• _Aim of the exercise_
Reproduce the entries below with every instance of "tight" replaced by "minimal". Leave everything else unchanged.

• _Stored data_
_ _ _ _ _

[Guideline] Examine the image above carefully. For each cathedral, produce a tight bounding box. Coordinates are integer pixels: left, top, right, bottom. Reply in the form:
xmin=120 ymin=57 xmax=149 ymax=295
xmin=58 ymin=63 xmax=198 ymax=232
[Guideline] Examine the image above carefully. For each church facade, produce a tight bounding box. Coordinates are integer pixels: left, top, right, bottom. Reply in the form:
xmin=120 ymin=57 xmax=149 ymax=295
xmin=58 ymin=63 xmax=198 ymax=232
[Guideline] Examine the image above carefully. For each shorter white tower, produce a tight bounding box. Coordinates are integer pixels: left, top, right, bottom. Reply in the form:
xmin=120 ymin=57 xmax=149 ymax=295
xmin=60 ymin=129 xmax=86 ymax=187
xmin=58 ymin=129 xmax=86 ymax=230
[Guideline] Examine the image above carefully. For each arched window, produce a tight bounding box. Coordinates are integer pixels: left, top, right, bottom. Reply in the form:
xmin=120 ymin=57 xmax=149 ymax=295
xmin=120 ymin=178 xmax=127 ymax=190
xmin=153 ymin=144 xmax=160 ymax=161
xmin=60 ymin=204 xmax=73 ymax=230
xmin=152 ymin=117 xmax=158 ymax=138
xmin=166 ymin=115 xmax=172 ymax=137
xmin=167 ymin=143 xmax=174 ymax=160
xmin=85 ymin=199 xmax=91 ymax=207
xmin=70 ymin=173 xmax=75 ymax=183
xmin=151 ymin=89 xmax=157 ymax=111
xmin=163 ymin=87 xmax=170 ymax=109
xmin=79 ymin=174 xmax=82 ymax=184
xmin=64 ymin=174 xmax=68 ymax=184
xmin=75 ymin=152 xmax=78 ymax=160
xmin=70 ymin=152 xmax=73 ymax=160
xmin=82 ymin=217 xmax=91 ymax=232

_ _ _ _ _

• _Answer below_
[Guideline] Examine the image above carefully. For each cathedral, produce a minimal bounding box. Coordinates are integer pixels: left, top, right, bottom. Reply in the form:
xmin=120 ymin=57 xmax=149 ymax=295
xmin=58 ymin=63 xmax=198 ymax=232
[Guideline] Examine the image above carefully. For each church facade, produce a minimal bounding box. Coordinates are integer pixels: left, top, right, bottom. Reply in the form:
xmin=120 ymin=57 xmax=149 ymax=295
xmin=58 ymin=63 xmax=198 ymax=232
[Guideline] Examine the image above carefully. For each shorter white tower, produce a minimal bounding box. Coordinates are integer pixels: left, top, right, bottom. Reply in the form:
xmin=120 ymin=57 xmax=149 ymax=295
xmin=60 ymin=129 xmax=86 ymax=187
xmin=58 ymin=129 xmax=86 ymax=230
[Guideline] Examine the image above carefully. For each arched window, produce a minimal bounding box. Coordinates are integer pixels: left, top, right, bottom. Reply in the form:
xmin=120 ymin=57 xmax=149 ymax=295
xmin=120 ymin=178 xmax=127 ymax=190
xmin=153 ymin=144 xmax=160 ymax=161
xmin=60 ymin=204 xmax=73 ymax=230
xmin=152 ymin=117 xmax=158 ymax=138
xmin=166 ymin=115 xmax=172 ymax=137
xmin=167 ymin=143 xmax=174 ymax=160
xmin=85 ymin=199 xmax=91 ymax=207
xmin=70 ymin=173 xmax=75 ymax=183
xmin=151 ymin=89 xmax=157 ymax=111
xmin=163 ymin=87 xmax=170 ymax=109
xmin=79 ymin=174 xmax=82 ymax=184
xmin=64 ymin=174 xmax=68 ymax=184
xmin=75 ymin=152 xmax=78 ymax=160
xmin=70 ymin=152 xmax=73 ymax=160
xmin=82 ymin=217 xmax=91 ymax=232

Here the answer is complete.